## TASK PROMPT
Leave out the pictures and return every entry exactly as it appears.

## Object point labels
━━━━━━━━━━━━━━━━━━━━━━━━━━━━━━
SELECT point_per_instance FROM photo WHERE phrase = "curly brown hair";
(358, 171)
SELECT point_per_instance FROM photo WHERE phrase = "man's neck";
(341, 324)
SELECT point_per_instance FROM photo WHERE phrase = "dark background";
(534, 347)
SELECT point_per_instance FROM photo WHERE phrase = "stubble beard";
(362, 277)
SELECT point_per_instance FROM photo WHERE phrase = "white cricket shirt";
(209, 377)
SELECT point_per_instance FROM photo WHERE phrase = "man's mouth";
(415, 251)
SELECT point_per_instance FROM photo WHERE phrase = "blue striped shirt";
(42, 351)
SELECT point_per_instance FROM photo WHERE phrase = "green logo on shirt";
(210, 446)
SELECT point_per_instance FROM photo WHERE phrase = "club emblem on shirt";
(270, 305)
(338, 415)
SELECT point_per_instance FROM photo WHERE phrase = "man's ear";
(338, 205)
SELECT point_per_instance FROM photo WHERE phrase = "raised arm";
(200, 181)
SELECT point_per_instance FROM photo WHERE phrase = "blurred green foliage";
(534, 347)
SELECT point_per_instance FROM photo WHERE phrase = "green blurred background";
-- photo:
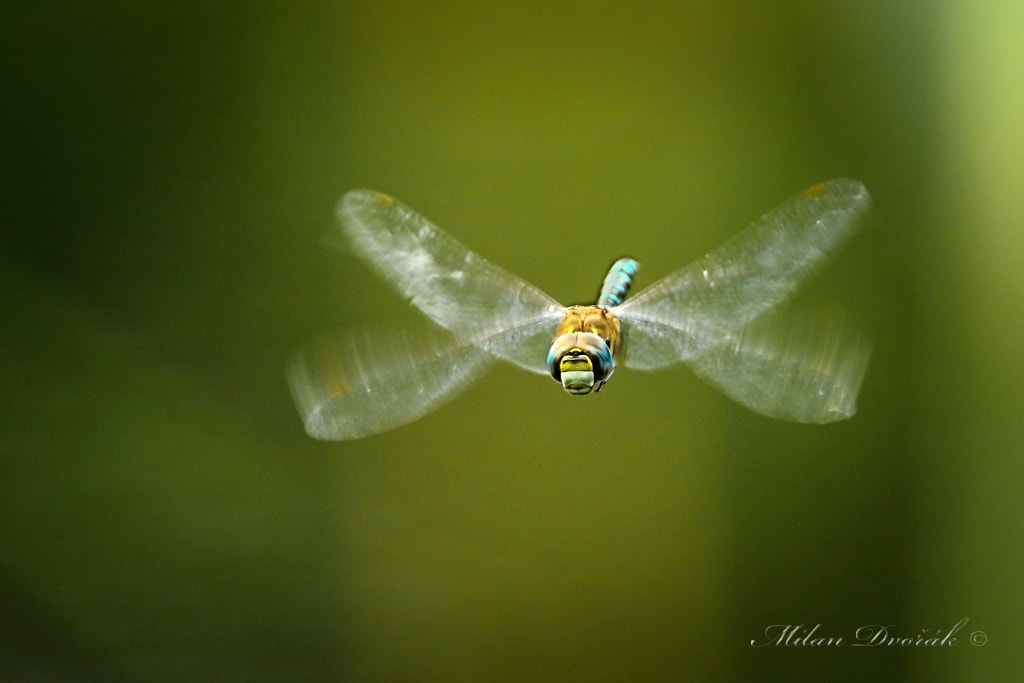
━━━━━━━━━━━━━━━━━━━━━━━━━━━━━━
## ANSWER TO THE TASK
SELECT point_per_instance FROM photo WHERE phrase = "curly brown hair";
(358, 171)
SELECT point_per_instance FROM photo WHERE phrase = "man's neck";
(341, 324)
SELECT point_per_instance FROM photo WHERE phrase = "dark background";
(534, 347)
SELECT point_per_instance FROM photo WHERE phrase = "stubble beard";
(362, 277)
SELECT point_per_instance FROM photo WHERE phrase = "white cricket shirt";
(209, 377)
SELECT point_per_instance FROM photo WHERE phrase = "man's mouth";
(415, 251)
SELECT point_per_instance FROM photo WHERE phrase = "blue striped shirt";
(42, 351)
SELECT point_per_instance FROM photo WHERE phrase = "green logo on shirt";
(210, 446)
SELECT point_per_instance FROM photo WHERE phrase = "club emblem on shirt";
(270, 305)
(338, 415)
SELECT point_per_instance FROM photo WHERE phrase = "man's ear";
(338, 205)
SELECT point_per_instance FROM photo WHERE phrase = "raised arm";
(200, 181)
SELECT point_per_instance FROM photo WHERE phrase = "blurred green foliage";
(534, 347)
SELECT point_per_instance FROM photo WHERE phrase = "green blurred background";
-- photo:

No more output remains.